**INPUT DATA:**
* * * * *
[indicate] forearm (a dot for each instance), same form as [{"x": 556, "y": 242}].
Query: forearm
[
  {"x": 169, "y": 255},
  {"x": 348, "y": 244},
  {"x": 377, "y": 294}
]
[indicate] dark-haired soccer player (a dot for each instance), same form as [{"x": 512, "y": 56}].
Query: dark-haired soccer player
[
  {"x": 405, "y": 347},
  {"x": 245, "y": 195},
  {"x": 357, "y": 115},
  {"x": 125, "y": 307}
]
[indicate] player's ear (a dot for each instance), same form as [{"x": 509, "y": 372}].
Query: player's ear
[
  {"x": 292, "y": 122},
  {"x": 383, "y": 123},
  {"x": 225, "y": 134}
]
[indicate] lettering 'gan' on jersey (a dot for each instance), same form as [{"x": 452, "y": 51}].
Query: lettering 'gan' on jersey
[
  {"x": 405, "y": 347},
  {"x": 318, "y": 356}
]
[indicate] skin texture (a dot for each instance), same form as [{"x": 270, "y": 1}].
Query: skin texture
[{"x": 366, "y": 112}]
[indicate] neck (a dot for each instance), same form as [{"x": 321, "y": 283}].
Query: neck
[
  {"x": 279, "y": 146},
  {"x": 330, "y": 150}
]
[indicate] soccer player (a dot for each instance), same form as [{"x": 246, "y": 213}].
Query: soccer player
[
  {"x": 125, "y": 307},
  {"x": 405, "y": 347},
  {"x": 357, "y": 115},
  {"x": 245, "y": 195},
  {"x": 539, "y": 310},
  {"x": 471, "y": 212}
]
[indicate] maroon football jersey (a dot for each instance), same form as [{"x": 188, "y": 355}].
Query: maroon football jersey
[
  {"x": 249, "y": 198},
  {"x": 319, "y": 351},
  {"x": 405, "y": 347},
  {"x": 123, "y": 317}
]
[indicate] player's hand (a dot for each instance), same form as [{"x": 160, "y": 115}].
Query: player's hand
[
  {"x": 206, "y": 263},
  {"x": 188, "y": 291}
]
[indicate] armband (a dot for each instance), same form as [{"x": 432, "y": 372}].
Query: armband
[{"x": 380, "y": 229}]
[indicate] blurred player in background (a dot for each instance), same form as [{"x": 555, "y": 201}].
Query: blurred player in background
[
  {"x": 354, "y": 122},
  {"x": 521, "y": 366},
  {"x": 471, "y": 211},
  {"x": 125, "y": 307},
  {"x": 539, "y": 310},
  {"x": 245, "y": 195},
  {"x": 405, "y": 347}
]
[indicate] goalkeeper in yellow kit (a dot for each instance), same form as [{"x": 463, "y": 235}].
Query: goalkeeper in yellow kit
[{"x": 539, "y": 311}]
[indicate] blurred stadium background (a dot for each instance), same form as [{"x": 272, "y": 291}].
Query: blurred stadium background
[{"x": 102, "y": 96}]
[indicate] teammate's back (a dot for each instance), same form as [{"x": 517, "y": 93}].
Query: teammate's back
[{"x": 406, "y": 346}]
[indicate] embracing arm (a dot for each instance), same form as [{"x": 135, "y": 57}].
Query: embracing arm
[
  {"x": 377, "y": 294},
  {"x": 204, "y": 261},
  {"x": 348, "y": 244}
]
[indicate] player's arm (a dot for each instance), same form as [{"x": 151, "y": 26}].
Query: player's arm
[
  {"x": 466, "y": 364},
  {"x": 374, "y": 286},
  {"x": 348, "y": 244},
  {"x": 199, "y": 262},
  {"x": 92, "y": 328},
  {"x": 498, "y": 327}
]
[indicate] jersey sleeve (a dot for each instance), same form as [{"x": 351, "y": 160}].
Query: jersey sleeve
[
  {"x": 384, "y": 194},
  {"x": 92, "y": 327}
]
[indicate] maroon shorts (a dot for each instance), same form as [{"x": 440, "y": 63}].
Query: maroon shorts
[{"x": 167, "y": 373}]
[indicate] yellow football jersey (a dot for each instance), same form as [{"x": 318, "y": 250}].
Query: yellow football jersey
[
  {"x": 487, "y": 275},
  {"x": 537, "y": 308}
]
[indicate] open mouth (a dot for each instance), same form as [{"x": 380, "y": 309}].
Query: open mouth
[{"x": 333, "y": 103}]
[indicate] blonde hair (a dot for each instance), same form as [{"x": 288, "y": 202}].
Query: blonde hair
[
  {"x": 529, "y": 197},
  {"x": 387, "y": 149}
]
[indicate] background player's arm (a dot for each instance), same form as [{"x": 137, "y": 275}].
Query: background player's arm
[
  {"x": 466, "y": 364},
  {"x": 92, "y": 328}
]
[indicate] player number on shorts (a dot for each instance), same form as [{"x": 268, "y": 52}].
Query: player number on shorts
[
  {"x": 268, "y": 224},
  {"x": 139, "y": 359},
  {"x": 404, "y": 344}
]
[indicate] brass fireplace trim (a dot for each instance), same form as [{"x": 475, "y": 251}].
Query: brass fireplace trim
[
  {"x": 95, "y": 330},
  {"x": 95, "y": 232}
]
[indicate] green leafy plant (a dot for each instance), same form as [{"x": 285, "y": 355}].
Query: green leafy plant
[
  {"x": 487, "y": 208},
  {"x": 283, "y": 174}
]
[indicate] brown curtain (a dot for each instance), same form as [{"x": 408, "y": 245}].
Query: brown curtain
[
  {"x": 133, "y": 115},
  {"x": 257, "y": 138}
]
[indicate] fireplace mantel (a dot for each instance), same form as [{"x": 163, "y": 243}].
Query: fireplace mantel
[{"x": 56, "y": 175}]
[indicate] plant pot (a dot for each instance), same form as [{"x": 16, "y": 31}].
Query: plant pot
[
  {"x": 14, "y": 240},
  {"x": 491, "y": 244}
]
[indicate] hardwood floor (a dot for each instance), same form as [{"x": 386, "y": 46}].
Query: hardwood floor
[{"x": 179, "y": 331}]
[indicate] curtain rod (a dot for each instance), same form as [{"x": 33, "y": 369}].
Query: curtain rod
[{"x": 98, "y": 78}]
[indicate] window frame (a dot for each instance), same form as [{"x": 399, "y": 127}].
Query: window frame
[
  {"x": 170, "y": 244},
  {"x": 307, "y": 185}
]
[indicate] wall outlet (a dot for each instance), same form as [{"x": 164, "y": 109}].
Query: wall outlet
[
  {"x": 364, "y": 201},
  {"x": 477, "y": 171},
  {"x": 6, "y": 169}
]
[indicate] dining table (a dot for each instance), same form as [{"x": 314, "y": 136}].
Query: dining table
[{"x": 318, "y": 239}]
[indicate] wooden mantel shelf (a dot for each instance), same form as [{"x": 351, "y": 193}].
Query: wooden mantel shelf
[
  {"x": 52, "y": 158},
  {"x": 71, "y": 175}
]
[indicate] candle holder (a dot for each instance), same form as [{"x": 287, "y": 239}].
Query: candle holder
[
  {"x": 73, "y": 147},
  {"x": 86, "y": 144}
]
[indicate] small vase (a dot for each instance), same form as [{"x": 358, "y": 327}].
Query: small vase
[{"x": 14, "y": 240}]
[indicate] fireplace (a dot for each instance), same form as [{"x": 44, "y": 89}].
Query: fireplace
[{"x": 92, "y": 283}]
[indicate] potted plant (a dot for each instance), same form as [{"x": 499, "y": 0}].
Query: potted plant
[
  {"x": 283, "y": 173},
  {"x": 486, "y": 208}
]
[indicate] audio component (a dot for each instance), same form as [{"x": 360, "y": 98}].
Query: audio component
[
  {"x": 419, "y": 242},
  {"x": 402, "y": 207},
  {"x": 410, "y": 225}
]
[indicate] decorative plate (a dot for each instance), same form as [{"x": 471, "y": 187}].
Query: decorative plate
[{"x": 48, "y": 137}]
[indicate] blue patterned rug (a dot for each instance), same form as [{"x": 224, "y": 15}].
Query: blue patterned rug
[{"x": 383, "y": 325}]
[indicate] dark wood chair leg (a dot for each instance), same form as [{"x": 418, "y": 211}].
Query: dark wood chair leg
* * * * *
Could you arrange every line of the records above as a Markdown table with the columns No. and Line, numbering each row and leaving out blank lines?

| No. | Line |
|---|---|
| 1 | [indicate] forearm (a dot for each instance), same form as [{"x": 556, "y": 242}]. |
| 2 | Query: forearm |
| 3 | [ |
| 4 |   {"x": 169, "y": 255}, |
| 5 |   {"x": 348, "y": 244}, |
| 6 |   {"x": 377, "y": 294} |
| 7 | ] |
| 8 | [indicate] dark-haired soccer player (a dot for each instance), same form as [{"x": 512, "y": 56}]. |
| 9 | Query: dark-haired soccer player |
| 10 | [ |
| 11 |   {"x": 405, "y": 347}, |
| 12 |   {"x": 245, "y": 195}, |
| 13 |   {"x": 357, "y": 115}, |
| 14 |   {"x": 125, "y": 307} |
| 15 | ] |
| 16 | [indicate] player's ear (a dot for each instance), same form as [{"x": 509, "y": 372}]. |
| 17 | Query: player's ear |
| 18 | [ |
| 19 |   {"x": 292, "y": 122}, |
| 20 |   {"x": 383, "y": 123}, |
| 21 |   {"x": 225, "y": 134} |
| 22 | ] |
| 23 | [indicate] lettering 'gan' on jersey (a dot for each instance), same form as [{"x": 452, "y": 51}]. |
| 24 | Query: lettering 'gan' on jersey |
| 25 | [ |
| 26 |   {"x": 405, "y": 347}, |
| 27 |   {"x": 318, "y": 356} |
| 28 | ] |
| 29 | [indicate] skin texture (a dot for each instance), same form as [{"x": 270, "y": 1}]. |
| 30 | Query: skin texture |
| 31 | [{"x": 366, "y": 112}] |
| 32 | [indicate] neck (a dot for each instance), same form as [{"x": 321, "y": 283}]. |
| 33 | Query: neck |
| 34 | [ |
| 35 |   {"x": 279, "y": 146}, |
| 36 |   {"x": 330, "y": 150} |
| 37 | ] |
| 38 | [indicate] soccer player (a dot for each instance), same form as [{"x": 246, "y": 213}]. |
| 39 | Query: soccer player |
| 40 | [ |
| 41 |   {"x": 125, "y": 307}, |
| 42 |   {"x": 405, "y": 347}, |
| 43 |   {"x": 357, "y": 115}, |
| 44 |   {"x": 245, "y": 195}, |
| 45 |   {"x": 539, "y": 310}, |
| 46 |   {"x": 471, "y": 212} |
| 47 | ] |
| 48 | [indicate] maroon football jersey (a dot for each instance), same form as [{"x": 188, "y": 355}]. |
| 49 | Query: maroon football jersey |
| 50 | [ |
| 51 |   {"x": 249, "y": 198}, |
| 52 |   {"x": 319, "y": 351}, |
| 53 |   {"x": 405, "y": 347}, |
| 54 |   {"x": 123, "y": 317} |
| 55 | ] |
| 56 | [indicate] player's hand (a dot for each instance), same form as [{"x": 160, "y": 115}]. |
| 57 | Query: player's hand |
| 58 | [ |
| 59 |   {"x": 206, "y": 263}, |
| 60 |   {"x": 188, "y": 291} |
| 61 | ] |
| 62 | [indicate] armband (a dot for each instance), same form as [{"x": 432, "y": 372}]. |
| 63 | Query: armband |
| 64 | [{"x": 380, "y": 229}] |
| 65 | [indicate] blurred player in background (a dot for each instance), same form as [{"x": 555, "y": 201}]. |
| 66 | Query: blurred player in background |
| 67 | [ |
| 68 |   {"x": 354, "y": 122}, |
| 69 |   {"x": 521, "y": 366}, |
| 70 |   {"x": 471, "y": 211}, |
| 71 |   {"x": 125, "y": 307}, |
| 72 |   {"x": 539, "y": 310}, |
| 73 |   {"x": 245, "y": 195}, |
| 74 |   {"x": 405, "y": 347} |
| 75 | ] |
| 76 | [indicate] goalkeeper in yellow kit (a dot for each instance), same form as [{"x": 463, "y": 235}]. |
| 77 | Query: goalkeeper in yellow kit |
| 78 | [{"x": 539, "y": 311}] |
| 79 | [indicate] blurred stadium background (a dot for each instance), same form as [{"x": 272, "y": 291}]. |
| 80 | Query: blurred stadium background |
| 81 | [{"x": 102, "y": 96}] |
| 82 | [indicate] teammate's back (a dot for each instance), same form as [{"x": 517, "y": 93}]. |
| 83 | Query: teammate's back |
| 84 | [{"x": 406, "y": 346}] |
| 85 | [indicate] embracing arm (a dot for each instance), same form as [{"x": 135, "y": 57}]. |
| 86 | Query: embracing arm |
| 87 | [ |
| 88 |   {"x": 377, "y": 294}, |
| 89 |   {"x": 204, "y": 261}, |
| 90 |   {"x": 348, "y": 244} |
| 91 | ] |
| 92 | [indicate] player's arm (a dot for each instance), same form as [{"x": 151, "y": 26}]. |
| 93 | Query: player's arm |
| 94 | [ |
| 95 |   {"x": 466, "y": 364}, |
| 96 |   {"x": 374, "y": 286}, |
| 97 |   {"x": 348, "y": 244}, |
| 98 |   {"x": 199, "y": 262}, |
| 99 |   {"x": 92, "y": 328}, |
| 100 |   {"x": 498, "y": 327} |
| 101 | ] |
| 102 | [indicate] jersey sleeve (a dot for each instance), same form as [{"x": 351, "y": 160}]. |
| 103 | Query: jersey sleeve |
| 104 | [ |
| 105 |   {"x": 384, "y": 194}, |
| 106 |   {"x": 92, "y": 327} |
| 107 | ] |
| 108 | [indicate] maroon shorts (a dot for each instance), same form as [{"x": 440, "y": 63}]. |
| 109 | Query: maroon shorts |
| 110 | [{"x": 167, "y": 373}] |
| 111 | [indicate] yellow football jersey (a dot for each instance), same form as [{"x": 318, "y": 250}]. |
| 112 | Query: yellow football jersey |
| 113 | [ |
| 114 |   {"x": 487, "y": 275}, |
| 115 |   {"x": 537, "y": 308} |
| 116 | ] |
| 117 | [indicate] open mouth (a dot for each instance), same form as [{"x": 380, "y": 309}]. |
| 118 | Query: open mouth |
| 119 | [{"x": 333, "y": 103}] |
| 120 | [indicate] blonde hair (a dot for each instance), same form as [{"x": 288, "y": 202}]. |
| 121 | Query: blonde hair |
| 122 | [ |
| 123 |   {"x": 529, "y": 197}, |
| 124 |   {"x": 387, "y": 149} |
| 125 | ] |
| 126 | [indicate] background player's arm (a dot for each instance), same form as [{"x": 137, "y": 275}]. |
| 127 | Query: background player's arm |
| 128 | [ |
| 129 |   {"x": 466, "y": 364}, |
| 130 |   {"x": 92, "y": 328} |
| 131 | ] |
| 132 | [indicate] player number on shorts (a dot for each instance), same form as [{"x": 268, "y": 52}]. |
| 133 | Query: player number on shorts |
| 134 | [ |
| 135 |   {"x": 268, "y": 224}, |
| 136 |   {"x": 139, "y": 359}, |
| 137 |   {"x": 404, "y": 344} |
| 138 | ] |
| 139 | [indicate] brass fireplace trim (a dot for each instance), same form as [{"x": 475, "y": 251}]. |
| 140 | Query: brass fireplace trim |
| 141 | [ |
| 142 |   {"x": 95, "y": 330}, |
| 143 |   {"x": 95, "y": 232} |
| 144 | ] |
| 145 | [indicate] green leafy plant (a dot for each instance), same form as [{"x": 285, "y": 355}]. |
| 146 | Query: green leafy plant |
| 147 | [ |
| 148 |   {"x": 487, "y": 208}, |
| 149 |   {"x": 283, "y": 174} |
| 150 | ] |
| 151 | [indicate] brown curtain (a dot for each instance), same form as [{"x": 408, "y": 245}]. |
| 152 | Query: brown curtain |
| 153 | [ |
| 154 |   {"x": 133, "y": 115}, |
| 155 |   {"x": 257, "y": 138} |
| 156 | ] |
| 157 | [indicate] fireplace mantel (a dot for each instance), same form as [{"x": 163, "y": 243}]. |
| 158 | Query: fireplace mantel |
| 159 | [{"x": 56, "y": 175}] |
| 160 | [indicate] plant pot (a dot for each instance), same form as [{"x": 16, "y": 31}]. |
| 161 | Query: plant pot |
| 162 | [ |
| 163 |   {"x": 14, "y": 240}, |
| 164 |   {"x": 491, "y": 244} |
| 165 | ] |
| 166 | [indicate] hardwood floor (a dot for each instance), same form as [{"x": 386, "y": 46}]. |
| 167 | Query: hardwood floor |
| 168 | [{"x": 179, "y": 331}] |
| 169 | [indicate] curtain rod (a dot for each instance), same form as [{"x": 33, "y": 369}]. |
| 170 | Query: curtain rod |
| 171 | [{"x": 98, "y": 78}] |
| 172 | [indicate] window frame (a dot for each instance), same form as [{"x": 399, "y": 127}]. |
| 173 | Query: window frame |
| 174 | [ |
| 175 |   {"x": 170, "y": 244}, |
| 176 |   {"x": 307, "y": 185} |
| 177 | ] |
| 178 | [indicate] wall outlet (a dot for each instance), same form as [{"x": 164, "y": 109}]. |
| 179 | Query: wall outlet |
| 180 | [ |
| 181 |   {"x": 364, "y": 201}, |
| 182 |   {"x": 477, "y": 171}, |
| 183 |   {"x": 6, "y": 169} |
| 184 | ] |
| 185 | [indicate] dining table (a dot for each instance), same form as [{"x": 314, "y": 136}]. |
| 186 | Query: dining table |
| 187 | [{"x": 318, "y": 239}] |
| 188 | [indicate] wooden mantel shelf (a dot for each instance), same form as [{"x": 351, "y": 193}]. |
| 189 | Query: wooden mantel shelf |
| 190 | [ |
| 191 |   {"x": 52, "y": 158}, |
| 192 |   {"x": 71, "y": 175} |
| 193 | ] |
| 194 | [indicate] candle holder (a dot for each instance), same form as [{"x": 287, "y": 239}]. |
| 195 | Query: candle holder |
| 196 | [ |
| 197 |   {"x": 73, "y": 147}, |
| 198 |   {"x": 86, "y": 144} |
| 199 | ] |
| 200 | [indicate] small vase (a dot for each instance), same form as [{"x": 358, "y": 327}]. |
| 201 | Query: small vase |
| 202 | [{"x": 14, "y": 240}] |
| 203 | [indicate] fireplace (a dot for each instance), same form as [{"x": 44, "y": 89}]. |
| 204 | Query: fireplace |
| 205 | [{"x": 92, "y": 283}] |
| 206 | [indicate] potted plant (a dot for each instance), same form as [{"x": 499, "y": 0}]. |
| 207 | Query: potted plant |
| 208 | [ |
| 209 |   {"x": 283, "y": 173}, |
| 210 |   {"x": 486, "y": 208} |
| 211 | ] |
| 212 | [indicate] audio component (a dot for each instance), same form as [{"x": 360, "y": 98}]. |
| 213 | Query: audio component |
| 214 | [ |
| 215 |   {"x": 419, "y": 242}, |
| 216 |   {"x": 402, "y": 207}, |
| 217 |   {"x": 410, "y": 225} |
| 218 | ] |
| 219 | [indicate] decorative plate (a dot for each instance), same form as [{"x": 471, "y": 187}]. |
| 220 | Query: decorative plate |
| 221 | [{"x": 48, "y": 137}] |
| 222 | [indicate] blue patterned rug (a dot for each instance), same form as [{"x": 224, "y": 15}]. |
| 223 | Query: blue patterned rug |
| 224 | [{"x": 383, "y": 325}] |
| 225 | [indicate] dark wood chair leg (a dot for each instance), same form as [{"x": 418, "y": 211}]. |
| 226 | Query: dark wood chair leg |